→ Fragmento de origen:
********

Ningún hombre puede encontrar a Dios sobre la base del deber; pero Dios puede encontrar a cualquier hombre –al mayor de los pecadores– sobre la base del arrepentimiento, ya que este es el verdadero lugar del hombre; y podemos decir, con toda seguridad, que cuando el pecador, tal como es, encuentra a Dios como Él es, todo queda resuelto una vez y para siempre. “Dije: Confesaré mis transgresiones a Jehová; y tú perdonaste la maldad de mi pecado” (Salmo 32:5). En cuanto el hombre toma su verdadero lugar –el lugar del arrepentimiento–, Dios lo encuentra con un pleno perdón, con una justicia divina y eterna. Es su gozo hacerlo. Perdonar, justificar y aceptar un alma penitente que simplemente cree en Jesús, satisface Su corazón y glorifica Su nombre. En el momento en que el profeta exclamó: “¡Ay de mí! Porque perdido estoy”, leemos: “Entonces voló hacia mí uno de los serafines con un carbón encendido en su mano, que había tomado del altar” para tocar sus labios, y purgar sus pecados (Isaías 6:5-7, LBLA).

********

→ Datos:
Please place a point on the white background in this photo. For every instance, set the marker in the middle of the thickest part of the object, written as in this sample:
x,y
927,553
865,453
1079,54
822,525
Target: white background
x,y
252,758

********

→ Ejercicios propuestos:
• 1. Desplaza las coordenadas de las respuestas de todas las filas sumando 66 a cada número. Reproduce de nuevo todas las líneas de las filas, con sus enunciados incluidos.
• 2. Prolonga el fragmento sobre el arrepentimiento y el perdón de Dios a partir de su última oración.

→ Respuestas dadas:
• 1.
Please place a point on the white background in this photo. For every instance, set the marker in the middle of the thickest part of the object, written as in this sample:
x,y
927,553
865,453
1079,54
822,525
Target: white background
x,y
318,824

• 2.
Así es siempre. La plenitud de Dios siempre espera vasos vacíos para derramarse. Si estoy lleno de mí mismo, lleno de mi propia bondad imaginaria, de mi propia moralidad, de mi propia justicia, no tendré ningún lugar para Dios, ningún lugar para Cristo. “A los hambrientos colmó de bienes, y a los ricos envió vacíos” (Lucas 1:53). Un alma vacía de sí misma puede ser llena de la plenitud de Dios; pero si Dios envía a un hombre vacío, ¿adónde irá para ser lleno? Toda la Escritura, de Génesis a Apocalipsis, prueba la gran bendición, así como la necesidad moral, del arrepentimiento. Este es el gran punto decisivo en la historia del alma –una gran época moral que ejerce su influencia sobre toda la vida siguiente de uno–. No es, repetimos, un ejercicio transitorio, sino una condición moral permanente. No hablamos ahora de cómo se produce el arrepentimiento; hablamos de lo que es según la Escritura, y de la absoluta necesidad de que toda criatura debajo del cielo se arrepienta. Este es el verdadero lugar del pecador; y cuando, por gracia, él toma este lugar, halla la plenitud de la salvación de Dios.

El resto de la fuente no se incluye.